Short exercise 1 = Reproduce the passage on array-backed linked lists from "However, this method" up to and including "calls to insert.".

Passage to read =
*-*-*

Rather than directly allocating memory for each node, one alternative is store a vector or array-backed data structure of nodes. This offers a few potential advantages.

When this type of list is first generated, assuming that each node is linked to the nodes in the next and previous indices, there is better cache performance since elements are guaranteed to be contiguous, although this only applies before nodes are moved around, added, and deleted. Additionally, since the nodes are in an array and not directly within memory, the prev and next pointers of each node can be replaced with integers representing the index of the previous and next node. For a list with few enough elements, an integer type smaller than 8 bytes may be selected, so this variation may also be slightly more memory efficient. Given how vectors and array deques tend to grow their memory, this also means that memory allocations will happen much more rarely than in a regular linked list.

However, this method does have notable downsides. Given the index of a node, it is still easy to delete it in \(O(1)\) time and it is easy to insert a node “after” or “before” any other node in \(O(1)\). But, when deleting a node in the middle of an array, we cannot easily fill the hole that it leaves. Thus, the memory complexity of this variation is not \(O(n)\) where n is the number of elements in the list, but rather \(O(m)\) where m is the total number of calls to insert.

*-*-*

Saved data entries

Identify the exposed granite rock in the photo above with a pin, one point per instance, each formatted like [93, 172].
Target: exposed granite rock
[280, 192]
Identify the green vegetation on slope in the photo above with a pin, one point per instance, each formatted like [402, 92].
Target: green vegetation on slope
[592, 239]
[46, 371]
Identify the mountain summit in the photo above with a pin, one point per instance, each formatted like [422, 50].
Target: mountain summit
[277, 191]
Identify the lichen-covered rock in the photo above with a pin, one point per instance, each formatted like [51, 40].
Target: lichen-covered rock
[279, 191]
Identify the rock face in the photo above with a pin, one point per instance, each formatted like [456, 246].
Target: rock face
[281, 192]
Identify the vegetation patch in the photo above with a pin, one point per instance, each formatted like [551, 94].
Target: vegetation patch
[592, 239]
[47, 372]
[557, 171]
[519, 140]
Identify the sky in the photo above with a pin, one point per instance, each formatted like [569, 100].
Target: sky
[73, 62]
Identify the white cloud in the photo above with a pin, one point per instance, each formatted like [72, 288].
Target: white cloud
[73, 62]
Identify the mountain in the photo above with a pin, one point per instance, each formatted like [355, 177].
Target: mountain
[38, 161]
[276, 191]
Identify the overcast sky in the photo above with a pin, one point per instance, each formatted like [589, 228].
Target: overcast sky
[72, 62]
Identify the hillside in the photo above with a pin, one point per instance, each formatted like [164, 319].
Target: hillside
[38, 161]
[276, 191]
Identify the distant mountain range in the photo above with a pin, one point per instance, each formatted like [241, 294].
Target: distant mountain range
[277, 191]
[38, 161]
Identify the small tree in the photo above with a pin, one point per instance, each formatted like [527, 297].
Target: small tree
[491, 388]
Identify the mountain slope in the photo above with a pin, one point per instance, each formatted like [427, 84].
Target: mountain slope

*-*-*

Short exercise 2 = State how many lines of the records contain the string "tree", with case counting, and give only the number.

Correct result 1 =
However, this method does have notable downsides. Given the index of a node, it is still easy to delete it in \(O(1)\) time and it is easy to insert a node “after” or “before” any other node in \(O(1)\). But, when deleting a node in the middle of an array, we cannot easily fill the hole that it leaves. Thus, the memory complexity of this variation is not \(O(n)\) where n is the number of elements in the list, but rather \(O(m)\) where m is the total number of calls to insert.

Correct result 2 = 2